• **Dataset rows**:
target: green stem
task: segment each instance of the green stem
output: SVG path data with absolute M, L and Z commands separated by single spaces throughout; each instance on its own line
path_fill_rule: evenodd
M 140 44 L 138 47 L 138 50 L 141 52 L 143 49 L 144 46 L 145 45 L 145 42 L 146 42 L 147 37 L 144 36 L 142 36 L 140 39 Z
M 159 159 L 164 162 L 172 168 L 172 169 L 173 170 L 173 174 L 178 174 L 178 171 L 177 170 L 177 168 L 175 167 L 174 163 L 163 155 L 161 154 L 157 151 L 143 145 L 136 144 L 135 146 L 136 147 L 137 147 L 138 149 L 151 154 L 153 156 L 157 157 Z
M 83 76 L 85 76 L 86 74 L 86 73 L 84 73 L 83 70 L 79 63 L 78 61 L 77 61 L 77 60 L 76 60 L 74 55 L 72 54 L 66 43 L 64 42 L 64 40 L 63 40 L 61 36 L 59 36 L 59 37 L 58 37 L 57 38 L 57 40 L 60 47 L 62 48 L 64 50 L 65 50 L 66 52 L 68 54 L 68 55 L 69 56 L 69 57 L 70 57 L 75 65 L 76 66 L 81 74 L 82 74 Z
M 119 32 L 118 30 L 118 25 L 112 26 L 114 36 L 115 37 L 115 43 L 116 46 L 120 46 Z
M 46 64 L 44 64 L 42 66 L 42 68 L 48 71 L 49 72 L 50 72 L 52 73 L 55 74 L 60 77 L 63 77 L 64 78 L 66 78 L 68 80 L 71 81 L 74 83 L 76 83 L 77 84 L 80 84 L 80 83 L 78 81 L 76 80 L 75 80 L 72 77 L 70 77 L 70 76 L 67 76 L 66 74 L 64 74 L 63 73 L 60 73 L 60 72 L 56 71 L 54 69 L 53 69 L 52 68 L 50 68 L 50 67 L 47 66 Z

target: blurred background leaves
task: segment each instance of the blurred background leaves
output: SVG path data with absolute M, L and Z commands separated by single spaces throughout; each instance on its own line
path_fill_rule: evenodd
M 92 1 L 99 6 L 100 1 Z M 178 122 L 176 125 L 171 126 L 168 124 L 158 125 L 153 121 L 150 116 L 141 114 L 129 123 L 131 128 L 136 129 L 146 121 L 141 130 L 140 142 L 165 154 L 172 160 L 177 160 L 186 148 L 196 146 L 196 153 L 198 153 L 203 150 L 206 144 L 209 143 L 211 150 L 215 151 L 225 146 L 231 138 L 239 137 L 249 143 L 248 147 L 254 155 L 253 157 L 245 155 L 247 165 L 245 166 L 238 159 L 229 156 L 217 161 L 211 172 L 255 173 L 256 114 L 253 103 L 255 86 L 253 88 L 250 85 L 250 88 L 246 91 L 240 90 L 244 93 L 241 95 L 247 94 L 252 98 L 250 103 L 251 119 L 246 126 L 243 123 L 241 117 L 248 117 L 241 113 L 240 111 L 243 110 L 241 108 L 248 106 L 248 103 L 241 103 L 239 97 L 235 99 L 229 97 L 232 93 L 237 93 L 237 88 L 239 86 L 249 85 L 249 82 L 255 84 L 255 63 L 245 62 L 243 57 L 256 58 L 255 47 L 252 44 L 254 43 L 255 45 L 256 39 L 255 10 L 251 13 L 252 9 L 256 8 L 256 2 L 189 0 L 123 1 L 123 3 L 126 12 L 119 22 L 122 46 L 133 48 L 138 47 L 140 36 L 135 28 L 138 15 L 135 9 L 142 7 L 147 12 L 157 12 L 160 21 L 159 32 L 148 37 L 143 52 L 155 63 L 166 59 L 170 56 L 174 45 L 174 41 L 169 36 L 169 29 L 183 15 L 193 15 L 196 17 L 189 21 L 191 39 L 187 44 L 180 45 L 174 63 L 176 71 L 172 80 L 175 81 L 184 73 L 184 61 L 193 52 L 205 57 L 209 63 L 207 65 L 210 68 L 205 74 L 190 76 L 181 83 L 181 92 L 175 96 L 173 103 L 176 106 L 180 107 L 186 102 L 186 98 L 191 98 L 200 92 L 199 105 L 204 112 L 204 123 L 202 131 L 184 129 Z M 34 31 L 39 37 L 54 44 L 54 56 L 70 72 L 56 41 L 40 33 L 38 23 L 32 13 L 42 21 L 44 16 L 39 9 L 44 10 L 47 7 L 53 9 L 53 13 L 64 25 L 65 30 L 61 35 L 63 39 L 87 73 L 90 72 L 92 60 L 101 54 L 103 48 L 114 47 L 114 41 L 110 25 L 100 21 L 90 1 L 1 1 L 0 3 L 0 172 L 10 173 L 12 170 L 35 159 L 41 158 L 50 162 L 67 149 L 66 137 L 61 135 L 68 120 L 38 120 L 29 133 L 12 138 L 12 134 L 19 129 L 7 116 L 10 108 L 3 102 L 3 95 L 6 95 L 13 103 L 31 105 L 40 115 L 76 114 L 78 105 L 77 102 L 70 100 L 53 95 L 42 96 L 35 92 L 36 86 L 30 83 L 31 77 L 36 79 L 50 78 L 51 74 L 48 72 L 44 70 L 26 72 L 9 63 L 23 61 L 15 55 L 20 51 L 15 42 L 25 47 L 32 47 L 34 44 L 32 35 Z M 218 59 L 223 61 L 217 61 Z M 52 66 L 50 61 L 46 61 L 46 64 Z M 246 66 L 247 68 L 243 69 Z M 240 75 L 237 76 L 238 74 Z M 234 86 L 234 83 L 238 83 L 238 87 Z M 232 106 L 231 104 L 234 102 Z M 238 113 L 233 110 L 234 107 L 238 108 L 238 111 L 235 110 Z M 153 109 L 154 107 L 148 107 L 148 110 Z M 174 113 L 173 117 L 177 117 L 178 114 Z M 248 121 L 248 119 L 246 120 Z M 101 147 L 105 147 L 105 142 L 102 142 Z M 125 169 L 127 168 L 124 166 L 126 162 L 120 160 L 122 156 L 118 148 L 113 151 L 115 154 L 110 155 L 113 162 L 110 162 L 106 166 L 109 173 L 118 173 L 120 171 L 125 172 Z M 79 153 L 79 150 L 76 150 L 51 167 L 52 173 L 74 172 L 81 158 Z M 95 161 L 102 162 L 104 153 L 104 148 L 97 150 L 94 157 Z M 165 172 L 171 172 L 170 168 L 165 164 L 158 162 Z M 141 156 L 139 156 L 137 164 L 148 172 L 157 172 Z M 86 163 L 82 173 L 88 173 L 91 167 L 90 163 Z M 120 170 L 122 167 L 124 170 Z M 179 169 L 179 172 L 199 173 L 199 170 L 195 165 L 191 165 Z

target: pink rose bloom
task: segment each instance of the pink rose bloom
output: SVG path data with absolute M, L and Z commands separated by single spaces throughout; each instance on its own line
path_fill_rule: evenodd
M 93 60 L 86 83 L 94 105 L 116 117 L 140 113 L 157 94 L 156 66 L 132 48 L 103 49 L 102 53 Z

• **TASK OBJECTIVE**: Edit the listing above by replacing every "segment" with "outline", leaving everything else unchanged.

• **EXPECTED OUTPUT**:
target: green stem
task: outline each instance of the green stem
output: SVG path data with absolute M, L and Z commands separated by single spaces throughout; each instance on its own line
path_fill_rule: evenodd
M 140 44 L 138 47 L 138 50 L 141 52 L 143 49 L 144 46 L 145 45 L 145 42 L 146 42 L 147 37 L 144 36 L 142 36 L 140 39 Z
M 159 159 L 164 162 L 172 168 L 172 169 L 173 170 L 173 174 L 178 174 L 178 171 L 177 170 L 177 168 L 175 167 L 174 163 L 163 155 L 161 154 L 157 151 L 143 145 L 136 144 L 135 146 L 136 147 L 137 147 L 138 149 L 151 154 L 153 156 L 157 157 Z
M 83 76 L 85 76 L 86 74 L 86 73 L 84 73 L 83 70 L 79 63 L 78 61 L 77 61 L 77 60 L 76 60 L 74 55 L 72 54 L 66 43 L 64 42 L 64 40 L 63 40 L 61 36 L 59 36 L 59 37 L 58 37 L 57 38 L 57 40 L 60 47 L 62 48 L 64 50 L 65 50 L 66 52 L 68 54 L 68 55 L 69 56 L 69 57 L 70 57 L 75 65 L 76 66 L 81 74 L 82 74 Z
M 119 32 L 118 30 L 118 25 L 112 26 L 114 36 L 115 37 L 115 43 L 116 46 L 120 46 Z
M 46 64 L 44 64 L 42 66 L 42 68 L 48 71 L 49 72 L 50 72 L 52 73 L 55 74 L 60 77 L 63 77 L 64 78 L 66 78 L 68 80 L 71 81 L 74 83 L 76 83 L 77 84 L 80 84 L 80 83 L 78 81 L 76 80 L 75 80 L 72 77 L 70 77 L 70 76 L 67 76 L 66 74 L 64 74 L 63 73 L 60 73 L 60 72 L 56 71 L 54 69 L 53 69 L 52 68 L 50 68 L 50 67 L 47 66 Z

target: blurred background leaves
task: outline each instance of the blurred background leaves
output: SVG path data with absolute M, L and Z commands separated by single spaces throughout; each instance on its own line
path_fill_rule: evenodd
M 92 1 L 99 6 L 100 1 Z M 178 122 L 176 125 L 171 126 L 168 124 L 158 125 L 153 121 L 150 116 L 141 114 L 129 123 L 131 128 L 136 129 L 146 121 L 141 130 L 140 142 L 165 154 L 172 160 L 177 160 L 186 148 L 196 146 L 196 153 L 198 153 L 203 150 L 206 144 L 209 143 L 211 150 L 215 151 L 225 146 L 231 138 L 239 137 L 249 143 L 248 147 L 254 155 L 253 157 L 245 155 L 247 165 L 245 166 L 238 159 L 229 156 L 217 161 L 211 172 L 255 173 L 256 114 L 253 103 L 255 86 L 253 88 L 250 85 L 250 88 L 246 91 L 240 90 L 244 93 L 241 95 L 247 94 L 252 98 L 250 103 L 251 119 L 246 126 L 243 123 L 241 117 L 248 117 L 241 113 L 240 111 L 243 110 L 241 108 L 248 106 L 248 103 L 241 103 L 239 97 L 235 99 L 229 97 L 232 93 L 237 93 L 237 88 L 239 86 L 249 85 L 249 82 L 255 84 L 255 63 L 245 62 L 243 57 L 256 58 L 255 47 L 252 44 L 254 43 L 255 45 L 256 39 L 255 10 L 251 13 L 252 9 L 256 8 L 256 2 L 189 0 L 123 1 L 123 3 L 126 12 L 119 22 L 122 46 L 133 48 L 138 47 L 140 36 L 135 28 L 138 15 L 135 9 L 142 7 L 147 12 L 157 12 L 160 21 L 159 32 L 148 37 L 143 52 L 155 63 L 166 59 L 170 56 L 174 45 L 174 41 L 169 36 L 169 29 L 183 15 L 193 15 L 196 17 L 189 21 L 191 39 L 187 44 L 180 45 L 174 63 L 176 71 L 172 80 L 175 81 L 184 73 L 184 61 L 193 52 L 205 57 L 209 63 L 207 65 L 210 68 L 205 74 L 190 76 L 181 83 L 181 92 L 175 96 L 173 103 L 176 106 L 180 107 L 186 102 L 186 98 L 191 98 L 200 92 L 199 105 L 204 112 L 204 123 L 202 131 L 184 129 Z M 34 31 L 39 37 L 54 44 L 54 56 L 70 72 L 56 41 L 40 33 L 38 23 L 32 13 L 42 21 L 44 16 L 39 9 L 44 10 L 47 7 L 53 9 L 53 13 L 64 25 L 65 30 L 61 35 L 63 39 L 87 73 L 90 72 L 92 60 L 101 54 L 103 48 L 114 47 L 114 41 L 110 25 L 100 21 L 90 1 L 1 1 L 0 3 L 0 172 L 10 173 L 12 170 L 35 159 L 41 158 L 50 162 L 67 149 L 66 137 L 61 135 L 68 120 L 38 120 L 29 133 L 12 138 L 12 134 L 19 129 L 7 116 L 10 108 L 3 102 L 3 95 L 6 95 L 13 103 L 31 105 L 40 115 L 76 114 L 78 105 L 77 102 L 70 100 L 53 95 L 42 96 L 35 92 L 36 86 L 30 83 L 31 77 L 36 79 L 50 78 L 51 74 L 48 72 L 44 70 L 26 72 L 9 63 L 23 61 L 15 55 L 20 51 L 15 42 L 25 47 L 32 47 L 34 44 L 32 35 Z M 218 59 L 223 61 L 217 61 Z M 52 66 L 50 61 L 46 61 L 46 64 Z M 246 66 L 247 68 L 243 69 Z M 240 75 L 237 76 L 238 74 Z M 234 86 L 234 83 L 238 83 L 238 87 Z M 232 106 L 231 104 L 234 102 Z M 238 113 L 233 110 L 234 107 L 238 108 L 238 111 L 235 110 Z M 153 109 L 154 107 L 148 107 L 148 110 Z M 174 113 L 173 117 L 177 117 L 178 114 Z M 248 121 L 248 119 L 246 120 Z M 101 147 L 105 147 L 105 142 L 102 142 Z M 125 169 L 127 168 L 124 166 L 126 162 L 120 160 L 122 156 L 118 148 L 113 151 L 115 154 L 110 155 L 113 162 L 110 162 L 106 166 L 109 173 L 118 173 L 120 171 L 125 172 Z M 79 153 L 79 150 L 76 150 L 51 167 L 52 173 L 74 172 L 81 158 Z M 95 161 L 102 162 L 104 153 L 104 148 L 97 150 L 94 157 Z M 165 172 L 171 172 L 170 168 L 165 164 L 158 162 Z M 141 156 L 139 156 L 137 164 L 148 172 L 157 172 Z M 86 163 L 82 173 L 88 173 L 91 167 L 90 163 Z M 120 170 L 122 167 L 124 170 Z M 179 169 L 179 172 L 199 173 L 199 170 L 195 165 L 191 165 Z

target: pink rose bloom
task: outline each instance of the pink rose bloom
output: SVG path data with absolute M, L and Z commands separated by single spaces throughout; each instance on its own line
path_fill_rule: evenodd
M 93 60 L 86 83 L 94 105 L 116 117 L 140 113 L 157 94 L 156 66 L 132 48 L 103 49 L 102 53 Z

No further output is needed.